[Data for review]
◇ ◇ ◇ ◇ ◇
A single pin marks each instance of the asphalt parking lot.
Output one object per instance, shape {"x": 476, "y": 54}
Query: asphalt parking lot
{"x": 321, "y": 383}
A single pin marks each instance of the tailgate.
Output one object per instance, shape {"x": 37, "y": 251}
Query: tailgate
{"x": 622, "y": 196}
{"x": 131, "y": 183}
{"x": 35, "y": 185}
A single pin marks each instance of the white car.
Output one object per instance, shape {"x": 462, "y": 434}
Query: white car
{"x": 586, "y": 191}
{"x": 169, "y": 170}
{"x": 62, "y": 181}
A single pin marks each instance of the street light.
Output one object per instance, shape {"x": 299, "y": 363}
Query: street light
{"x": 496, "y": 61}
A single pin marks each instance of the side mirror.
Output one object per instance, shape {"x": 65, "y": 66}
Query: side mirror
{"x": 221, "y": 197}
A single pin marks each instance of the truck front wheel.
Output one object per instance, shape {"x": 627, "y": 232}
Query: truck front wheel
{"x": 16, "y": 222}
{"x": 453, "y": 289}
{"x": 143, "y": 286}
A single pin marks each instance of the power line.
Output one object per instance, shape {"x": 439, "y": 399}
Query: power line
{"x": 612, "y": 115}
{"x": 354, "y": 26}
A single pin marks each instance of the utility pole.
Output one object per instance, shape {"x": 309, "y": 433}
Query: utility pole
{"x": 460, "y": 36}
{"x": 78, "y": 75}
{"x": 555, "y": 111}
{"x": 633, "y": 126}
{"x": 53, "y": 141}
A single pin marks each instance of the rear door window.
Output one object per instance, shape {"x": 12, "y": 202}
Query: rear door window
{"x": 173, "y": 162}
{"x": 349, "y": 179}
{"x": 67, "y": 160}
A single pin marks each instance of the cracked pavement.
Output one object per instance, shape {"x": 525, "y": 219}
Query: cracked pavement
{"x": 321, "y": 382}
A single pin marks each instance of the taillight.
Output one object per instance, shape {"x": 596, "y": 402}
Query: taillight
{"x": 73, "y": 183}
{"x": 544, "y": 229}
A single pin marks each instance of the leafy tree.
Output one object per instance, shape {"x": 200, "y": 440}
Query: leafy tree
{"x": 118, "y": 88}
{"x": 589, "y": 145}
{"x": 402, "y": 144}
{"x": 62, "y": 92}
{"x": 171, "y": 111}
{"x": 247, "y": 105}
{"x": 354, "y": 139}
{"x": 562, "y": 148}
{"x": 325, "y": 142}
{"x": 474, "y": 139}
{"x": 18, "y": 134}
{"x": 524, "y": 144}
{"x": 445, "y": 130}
◇ ◇ ◇ ◇ ◇
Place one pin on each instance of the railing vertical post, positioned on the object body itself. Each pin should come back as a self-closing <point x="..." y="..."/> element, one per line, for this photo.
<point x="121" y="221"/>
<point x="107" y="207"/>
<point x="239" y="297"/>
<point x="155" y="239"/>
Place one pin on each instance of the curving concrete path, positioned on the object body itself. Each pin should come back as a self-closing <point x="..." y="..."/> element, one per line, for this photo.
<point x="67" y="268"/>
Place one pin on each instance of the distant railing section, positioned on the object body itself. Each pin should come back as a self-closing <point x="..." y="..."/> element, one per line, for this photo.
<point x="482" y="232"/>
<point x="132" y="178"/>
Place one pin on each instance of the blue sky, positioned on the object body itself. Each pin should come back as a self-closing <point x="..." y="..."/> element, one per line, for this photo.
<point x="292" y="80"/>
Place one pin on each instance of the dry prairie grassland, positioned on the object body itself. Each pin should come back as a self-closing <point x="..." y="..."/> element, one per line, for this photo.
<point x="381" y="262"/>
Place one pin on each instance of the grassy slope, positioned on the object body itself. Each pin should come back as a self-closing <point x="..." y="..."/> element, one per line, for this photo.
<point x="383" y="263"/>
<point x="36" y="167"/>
◇ ◇ ◇ ◇ ◇
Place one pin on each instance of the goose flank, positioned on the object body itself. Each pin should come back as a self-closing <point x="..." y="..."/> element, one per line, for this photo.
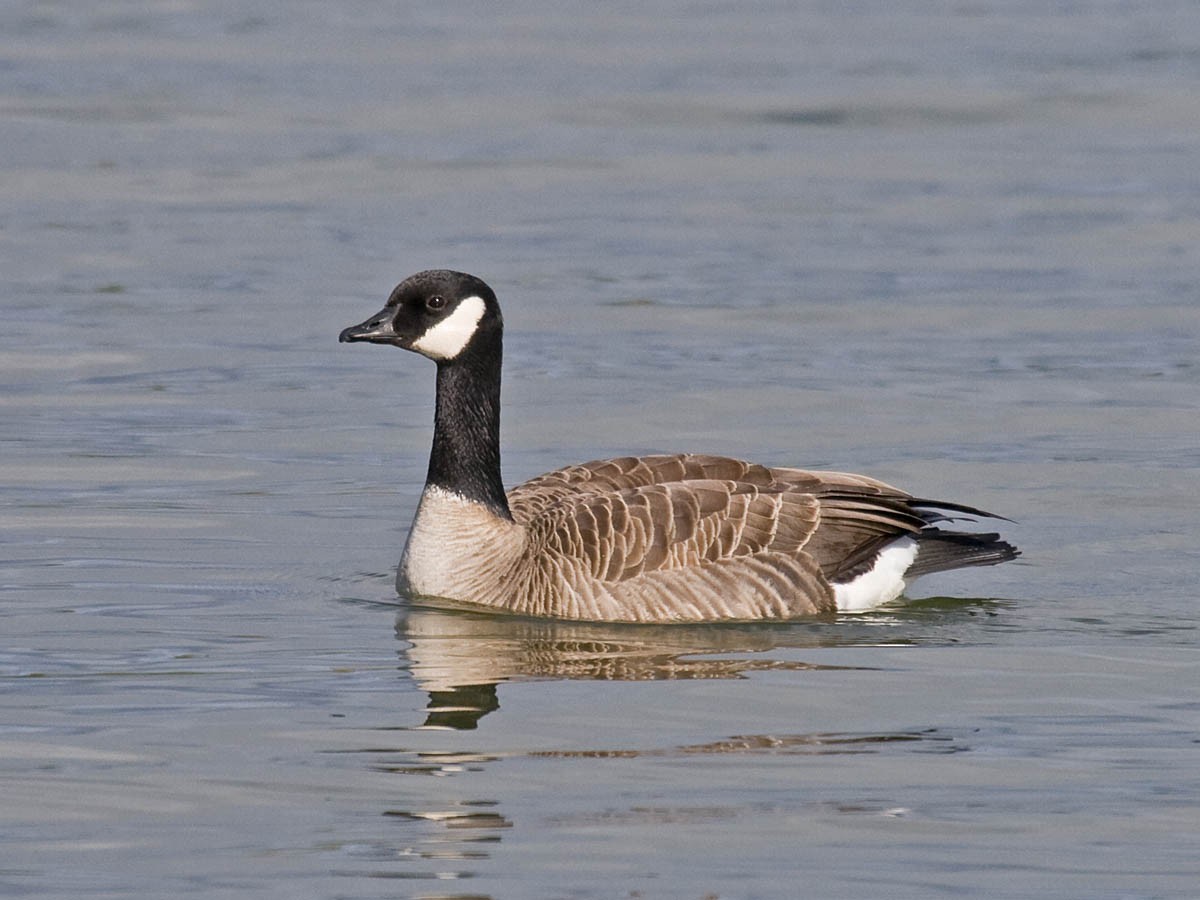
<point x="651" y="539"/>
◇ ◇ ◇ ◇ ◇
[Work to be completed]
From the listing above, output exactly the run of lines that starts with the line containing "Query: white car" and ends with the line containing "A single pin marks each instance of the utility".

[Answer space]
Query: white car
{"x": 586, "y": 191}
{"x": 169, "y": 170}
{"x": 62, "y": 181}
A single pin marks each instance of the street light.
Output one object per instance, shape {"x": 299, "y": 363}
Query: street light
{"x": 496, "y": 61}
A single pin marks each instance of the side mirror.
Output one object per instance, shape {"x": 65, "y": 66}
Query: side mirror
{"x": 221, "y": 197}
A single pin marks each instance of the truck front wheel.
Output one object per instance, shape {"x": 627, "y": 232}
Query: truck front wheel
{"x": 16, "y": 222}
{"x": 453, "y": 289}
{"x": 143, "y": 286}
A single pin marks each instance of the power line.
Output one object per instance, shape {"x": 439, "y": 399}
Query: power line
{"x": 612, "y": 115}
{"x": 354, "y": 26}
A single pin marks each instance of the utility pole.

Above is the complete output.